## BEGIN Material

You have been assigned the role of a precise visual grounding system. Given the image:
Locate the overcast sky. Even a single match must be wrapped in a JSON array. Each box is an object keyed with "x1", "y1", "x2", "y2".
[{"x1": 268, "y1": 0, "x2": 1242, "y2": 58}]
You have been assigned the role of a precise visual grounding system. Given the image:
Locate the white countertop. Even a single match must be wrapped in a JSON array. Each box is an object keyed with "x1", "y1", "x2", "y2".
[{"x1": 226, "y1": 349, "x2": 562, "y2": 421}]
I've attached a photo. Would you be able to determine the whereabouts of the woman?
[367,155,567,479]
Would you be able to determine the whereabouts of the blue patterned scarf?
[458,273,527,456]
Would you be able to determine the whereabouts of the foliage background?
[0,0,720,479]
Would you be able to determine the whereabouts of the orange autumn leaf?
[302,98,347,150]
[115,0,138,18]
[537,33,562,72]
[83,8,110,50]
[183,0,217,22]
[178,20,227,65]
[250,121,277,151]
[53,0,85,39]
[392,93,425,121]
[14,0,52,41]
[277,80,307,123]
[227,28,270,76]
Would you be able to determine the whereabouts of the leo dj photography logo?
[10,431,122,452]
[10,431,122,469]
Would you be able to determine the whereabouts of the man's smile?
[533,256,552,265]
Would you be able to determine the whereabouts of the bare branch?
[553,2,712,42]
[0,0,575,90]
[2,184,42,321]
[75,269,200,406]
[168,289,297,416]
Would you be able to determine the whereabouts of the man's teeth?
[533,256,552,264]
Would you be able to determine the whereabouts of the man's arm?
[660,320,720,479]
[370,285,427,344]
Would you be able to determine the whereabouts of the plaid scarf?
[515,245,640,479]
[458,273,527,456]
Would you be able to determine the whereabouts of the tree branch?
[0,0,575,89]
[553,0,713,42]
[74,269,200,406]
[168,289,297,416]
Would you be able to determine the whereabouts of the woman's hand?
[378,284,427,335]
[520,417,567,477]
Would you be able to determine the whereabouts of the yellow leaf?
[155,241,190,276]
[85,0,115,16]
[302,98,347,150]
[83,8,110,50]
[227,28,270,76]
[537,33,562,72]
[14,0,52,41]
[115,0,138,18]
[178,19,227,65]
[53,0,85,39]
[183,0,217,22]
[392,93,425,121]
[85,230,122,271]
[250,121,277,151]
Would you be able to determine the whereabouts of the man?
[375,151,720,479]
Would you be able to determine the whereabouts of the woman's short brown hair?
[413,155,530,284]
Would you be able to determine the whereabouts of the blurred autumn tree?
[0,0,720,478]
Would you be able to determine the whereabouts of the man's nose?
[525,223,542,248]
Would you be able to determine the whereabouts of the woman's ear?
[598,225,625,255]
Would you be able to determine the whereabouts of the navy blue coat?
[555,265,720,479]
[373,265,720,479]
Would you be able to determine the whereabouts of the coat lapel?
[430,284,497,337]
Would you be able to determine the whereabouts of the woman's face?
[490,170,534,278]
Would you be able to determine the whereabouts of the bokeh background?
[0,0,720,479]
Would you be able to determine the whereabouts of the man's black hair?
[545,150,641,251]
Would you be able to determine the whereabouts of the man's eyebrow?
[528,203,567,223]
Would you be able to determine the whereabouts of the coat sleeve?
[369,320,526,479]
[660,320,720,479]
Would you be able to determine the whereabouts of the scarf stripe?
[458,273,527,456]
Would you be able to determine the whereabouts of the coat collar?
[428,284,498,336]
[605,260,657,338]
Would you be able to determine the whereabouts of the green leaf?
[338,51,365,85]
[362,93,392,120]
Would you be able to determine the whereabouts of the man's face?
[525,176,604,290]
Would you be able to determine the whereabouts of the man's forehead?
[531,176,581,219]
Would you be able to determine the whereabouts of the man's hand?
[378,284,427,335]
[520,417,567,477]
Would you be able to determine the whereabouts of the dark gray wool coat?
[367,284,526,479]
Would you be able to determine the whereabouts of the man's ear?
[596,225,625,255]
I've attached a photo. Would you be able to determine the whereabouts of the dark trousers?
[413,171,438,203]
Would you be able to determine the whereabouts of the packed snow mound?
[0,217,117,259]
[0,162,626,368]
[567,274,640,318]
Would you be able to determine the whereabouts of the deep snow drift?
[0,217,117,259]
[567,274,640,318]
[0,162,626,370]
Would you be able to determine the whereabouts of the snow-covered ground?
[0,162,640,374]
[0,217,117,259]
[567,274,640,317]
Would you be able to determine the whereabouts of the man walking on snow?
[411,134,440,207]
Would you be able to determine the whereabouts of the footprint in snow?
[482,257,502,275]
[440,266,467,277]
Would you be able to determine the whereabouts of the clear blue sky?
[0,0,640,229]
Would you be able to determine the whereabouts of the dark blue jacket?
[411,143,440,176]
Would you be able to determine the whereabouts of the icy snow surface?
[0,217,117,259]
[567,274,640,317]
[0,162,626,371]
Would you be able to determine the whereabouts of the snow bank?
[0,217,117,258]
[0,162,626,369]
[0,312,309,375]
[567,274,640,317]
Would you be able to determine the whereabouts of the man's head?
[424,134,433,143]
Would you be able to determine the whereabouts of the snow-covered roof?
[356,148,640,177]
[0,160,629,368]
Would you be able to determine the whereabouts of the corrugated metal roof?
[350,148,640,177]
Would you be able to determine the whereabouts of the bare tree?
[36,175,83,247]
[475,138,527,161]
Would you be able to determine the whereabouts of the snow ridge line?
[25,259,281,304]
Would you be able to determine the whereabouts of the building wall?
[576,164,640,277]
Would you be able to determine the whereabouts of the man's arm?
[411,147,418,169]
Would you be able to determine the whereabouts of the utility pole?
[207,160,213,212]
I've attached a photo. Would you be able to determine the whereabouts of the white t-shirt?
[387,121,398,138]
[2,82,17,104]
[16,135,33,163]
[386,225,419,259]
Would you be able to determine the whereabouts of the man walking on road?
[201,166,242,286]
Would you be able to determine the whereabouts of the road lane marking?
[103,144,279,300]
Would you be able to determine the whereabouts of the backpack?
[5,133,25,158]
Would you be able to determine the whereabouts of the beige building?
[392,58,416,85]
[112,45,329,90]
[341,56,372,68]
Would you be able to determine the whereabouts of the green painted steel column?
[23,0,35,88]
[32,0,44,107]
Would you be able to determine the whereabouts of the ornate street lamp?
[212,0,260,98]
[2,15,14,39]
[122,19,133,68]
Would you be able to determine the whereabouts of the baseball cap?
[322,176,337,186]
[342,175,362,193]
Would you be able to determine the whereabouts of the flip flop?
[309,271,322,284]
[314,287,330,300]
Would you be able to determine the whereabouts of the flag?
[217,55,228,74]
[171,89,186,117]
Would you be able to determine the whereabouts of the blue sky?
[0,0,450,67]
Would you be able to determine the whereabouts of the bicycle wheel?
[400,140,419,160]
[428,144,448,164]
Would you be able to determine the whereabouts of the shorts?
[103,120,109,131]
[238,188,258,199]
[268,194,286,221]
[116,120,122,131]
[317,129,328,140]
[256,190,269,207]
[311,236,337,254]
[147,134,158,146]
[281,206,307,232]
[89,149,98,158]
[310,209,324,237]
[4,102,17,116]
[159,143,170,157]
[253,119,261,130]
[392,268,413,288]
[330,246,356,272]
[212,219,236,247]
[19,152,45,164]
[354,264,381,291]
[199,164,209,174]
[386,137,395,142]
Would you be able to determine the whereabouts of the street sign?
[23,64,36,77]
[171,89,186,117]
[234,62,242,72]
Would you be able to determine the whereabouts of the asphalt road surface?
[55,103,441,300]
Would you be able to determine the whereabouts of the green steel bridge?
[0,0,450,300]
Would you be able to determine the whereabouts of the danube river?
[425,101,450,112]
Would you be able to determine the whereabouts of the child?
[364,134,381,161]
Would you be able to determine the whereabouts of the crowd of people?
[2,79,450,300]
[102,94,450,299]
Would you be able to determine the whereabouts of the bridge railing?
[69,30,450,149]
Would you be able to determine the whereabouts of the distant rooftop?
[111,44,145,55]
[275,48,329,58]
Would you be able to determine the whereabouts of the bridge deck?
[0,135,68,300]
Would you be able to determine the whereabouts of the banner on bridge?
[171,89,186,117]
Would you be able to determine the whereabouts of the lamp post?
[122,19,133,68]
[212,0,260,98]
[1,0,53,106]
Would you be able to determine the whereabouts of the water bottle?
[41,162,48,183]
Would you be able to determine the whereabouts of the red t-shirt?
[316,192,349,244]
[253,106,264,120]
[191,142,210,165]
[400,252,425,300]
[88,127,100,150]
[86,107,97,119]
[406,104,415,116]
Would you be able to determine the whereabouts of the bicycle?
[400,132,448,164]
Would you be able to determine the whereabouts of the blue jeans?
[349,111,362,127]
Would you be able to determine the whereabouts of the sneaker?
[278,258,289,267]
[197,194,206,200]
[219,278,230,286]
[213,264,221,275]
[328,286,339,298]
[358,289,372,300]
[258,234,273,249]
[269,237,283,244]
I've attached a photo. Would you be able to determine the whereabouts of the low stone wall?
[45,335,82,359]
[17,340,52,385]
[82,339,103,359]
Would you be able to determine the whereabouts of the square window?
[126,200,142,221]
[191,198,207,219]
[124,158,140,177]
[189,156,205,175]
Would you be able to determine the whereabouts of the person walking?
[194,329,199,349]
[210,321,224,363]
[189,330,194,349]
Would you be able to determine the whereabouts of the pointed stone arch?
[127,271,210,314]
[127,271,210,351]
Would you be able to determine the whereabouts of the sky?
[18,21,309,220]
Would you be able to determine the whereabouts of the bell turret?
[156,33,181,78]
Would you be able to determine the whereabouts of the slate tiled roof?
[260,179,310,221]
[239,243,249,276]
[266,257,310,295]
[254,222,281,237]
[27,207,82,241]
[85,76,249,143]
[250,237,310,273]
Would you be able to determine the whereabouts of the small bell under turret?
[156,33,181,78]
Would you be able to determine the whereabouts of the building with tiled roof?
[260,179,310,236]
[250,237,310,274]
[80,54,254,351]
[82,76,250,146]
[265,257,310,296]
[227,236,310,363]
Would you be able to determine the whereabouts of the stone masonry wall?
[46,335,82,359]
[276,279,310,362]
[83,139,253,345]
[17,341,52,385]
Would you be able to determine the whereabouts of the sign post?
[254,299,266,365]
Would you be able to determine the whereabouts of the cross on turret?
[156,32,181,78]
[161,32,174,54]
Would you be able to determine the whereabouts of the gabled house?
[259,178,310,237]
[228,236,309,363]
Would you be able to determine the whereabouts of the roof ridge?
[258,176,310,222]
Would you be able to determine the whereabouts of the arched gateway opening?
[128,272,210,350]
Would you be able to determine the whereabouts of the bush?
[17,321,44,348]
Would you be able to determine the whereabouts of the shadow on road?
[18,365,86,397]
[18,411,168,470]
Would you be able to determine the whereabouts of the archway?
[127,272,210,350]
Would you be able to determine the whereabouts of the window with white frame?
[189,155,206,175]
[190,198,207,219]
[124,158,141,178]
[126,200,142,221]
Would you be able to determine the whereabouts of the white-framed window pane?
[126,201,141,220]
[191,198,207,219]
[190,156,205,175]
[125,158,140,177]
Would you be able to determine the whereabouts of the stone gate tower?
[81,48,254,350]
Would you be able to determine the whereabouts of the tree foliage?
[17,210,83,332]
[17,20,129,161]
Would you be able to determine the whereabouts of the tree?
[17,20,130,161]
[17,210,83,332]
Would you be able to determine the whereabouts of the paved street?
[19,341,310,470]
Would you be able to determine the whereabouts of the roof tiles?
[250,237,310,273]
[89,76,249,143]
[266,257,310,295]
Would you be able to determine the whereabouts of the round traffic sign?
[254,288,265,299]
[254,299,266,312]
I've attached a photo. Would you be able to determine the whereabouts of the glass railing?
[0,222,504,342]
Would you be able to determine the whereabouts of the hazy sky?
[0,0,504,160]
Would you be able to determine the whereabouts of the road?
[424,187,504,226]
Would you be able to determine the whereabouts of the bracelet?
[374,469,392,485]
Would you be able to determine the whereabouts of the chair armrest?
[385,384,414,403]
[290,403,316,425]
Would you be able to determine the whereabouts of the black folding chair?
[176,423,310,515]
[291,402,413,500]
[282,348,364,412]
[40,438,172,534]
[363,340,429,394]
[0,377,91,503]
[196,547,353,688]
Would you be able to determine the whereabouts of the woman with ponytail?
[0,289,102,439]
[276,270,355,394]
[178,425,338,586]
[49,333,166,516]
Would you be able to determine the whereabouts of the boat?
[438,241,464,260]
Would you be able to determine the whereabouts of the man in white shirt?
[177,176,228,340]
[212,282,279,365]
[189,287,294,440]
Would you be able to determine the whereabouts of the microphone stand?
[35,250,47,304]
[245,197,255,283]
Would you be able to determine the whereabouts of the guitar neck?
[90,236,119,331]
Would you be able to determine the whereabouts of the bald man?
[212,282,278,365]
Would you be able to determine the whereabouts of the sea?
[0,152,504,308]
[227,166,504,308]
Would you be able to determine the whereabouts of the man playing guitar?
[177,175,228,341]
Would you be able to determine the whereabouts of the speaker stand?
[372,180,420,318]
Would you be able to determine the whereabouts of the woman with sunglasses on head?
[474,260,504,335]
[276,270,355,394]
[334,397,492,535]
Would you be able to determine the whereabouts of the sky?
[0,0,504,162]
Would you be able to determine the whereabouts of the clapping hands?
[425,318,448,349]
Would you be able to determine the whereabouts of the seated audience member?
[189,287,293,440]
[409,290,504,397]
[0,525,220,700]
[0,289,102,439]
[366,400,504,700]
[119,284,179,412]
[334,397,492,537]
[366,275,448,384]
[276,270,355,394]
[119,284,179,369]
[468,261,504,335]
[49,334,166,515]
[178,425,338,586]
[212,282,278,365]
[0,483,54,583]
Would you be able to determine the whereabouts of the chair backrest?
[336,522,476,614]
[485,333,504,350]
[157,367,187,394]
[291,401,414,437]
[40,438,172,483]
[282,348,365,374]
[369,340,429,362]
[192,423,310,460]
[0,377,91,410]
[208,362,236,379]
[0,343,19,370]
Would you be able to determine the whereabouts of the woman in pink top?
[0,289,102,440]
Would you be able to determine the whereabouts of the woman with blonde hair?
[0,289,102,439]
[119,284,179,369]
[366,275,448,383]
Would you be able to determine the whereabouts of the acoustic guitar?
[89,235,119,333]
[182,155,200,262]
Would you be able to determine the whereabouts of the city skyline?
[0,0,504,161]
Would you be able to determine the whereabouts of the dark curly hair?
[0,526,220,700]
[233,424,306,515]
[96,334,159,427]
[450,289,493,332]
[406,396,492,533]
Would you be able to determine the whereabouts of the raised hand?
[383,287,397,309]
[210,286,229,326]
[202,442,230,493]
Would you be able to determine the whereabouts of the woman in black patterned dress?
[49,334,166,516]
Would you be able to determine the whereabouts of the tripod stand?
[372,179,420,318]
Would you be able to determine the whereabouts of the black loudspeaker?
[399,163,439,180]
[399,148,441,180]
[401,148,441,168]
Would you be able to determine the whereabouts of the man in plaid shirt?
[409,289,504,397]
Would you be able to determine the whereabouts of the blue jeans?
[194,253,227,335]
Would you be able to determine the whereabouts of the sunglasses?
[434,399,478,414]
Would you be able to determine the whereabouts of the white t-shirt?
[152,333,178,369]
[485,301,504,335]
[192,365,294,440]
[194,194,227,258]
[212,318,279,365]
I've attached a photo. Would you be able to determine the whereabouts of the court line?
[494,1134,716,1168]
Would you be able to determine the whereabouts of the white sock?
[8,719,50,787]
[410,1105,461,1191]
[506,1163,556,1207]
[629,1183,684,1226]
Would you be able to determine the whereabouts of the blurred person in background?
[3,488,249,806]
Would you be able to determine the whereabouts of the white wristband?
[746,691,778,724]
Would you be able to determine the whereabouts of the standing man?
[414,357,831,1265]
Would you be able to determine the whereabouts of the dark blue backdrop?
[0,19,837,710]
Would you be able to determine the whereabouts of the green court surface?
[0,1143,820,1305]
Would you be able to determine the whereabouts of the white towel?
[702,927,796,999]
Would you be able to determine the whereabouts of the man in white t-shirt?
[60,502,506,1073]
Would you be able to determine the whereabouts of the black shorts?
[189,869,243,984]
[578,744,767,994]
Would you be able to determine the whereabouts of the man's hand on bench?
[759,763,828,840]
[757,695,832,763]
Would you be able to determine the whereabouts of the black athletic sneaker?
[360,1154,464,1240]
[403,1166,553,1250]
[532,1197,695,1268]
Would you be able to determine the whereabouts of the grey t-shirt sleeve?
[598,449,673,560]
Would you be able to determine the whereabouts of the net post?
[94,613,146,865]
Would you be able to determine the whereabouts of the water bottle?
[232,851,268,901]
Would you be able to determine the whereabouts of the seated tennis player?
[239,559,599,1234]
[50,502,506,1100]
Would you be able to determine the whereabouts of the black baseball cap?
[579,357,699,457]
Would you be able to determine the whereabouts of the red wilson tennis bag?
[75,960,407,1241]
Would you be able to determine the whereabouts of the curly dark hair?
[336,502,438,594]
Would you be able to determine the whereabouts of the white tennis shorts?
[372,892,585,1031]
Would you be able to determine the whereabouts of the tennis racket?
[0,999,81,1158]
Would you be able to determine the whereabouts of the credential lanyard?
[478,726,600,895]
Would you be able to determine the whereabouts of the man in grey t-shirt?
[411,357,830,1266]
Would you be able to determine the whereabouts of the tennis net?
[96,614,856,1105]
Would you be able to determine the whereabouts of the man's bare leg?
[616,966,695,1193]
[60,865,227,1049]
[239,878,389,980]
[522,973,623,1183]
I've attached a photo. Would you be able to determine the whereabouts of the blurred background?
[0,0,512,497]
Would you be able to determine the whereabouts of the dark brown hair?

## END Material

#### Goal of the exercise:
Find each line in the rows above that contains the word "scarf" and copy those lines in full.

#### Answer to the problem:
Would you be able to determine the whereabouts of the blue patterned scarf?
Would you be able to determine the whereabouts of the plaid scarf?
Would you be able to determine the whereabouts of the scarf stripe?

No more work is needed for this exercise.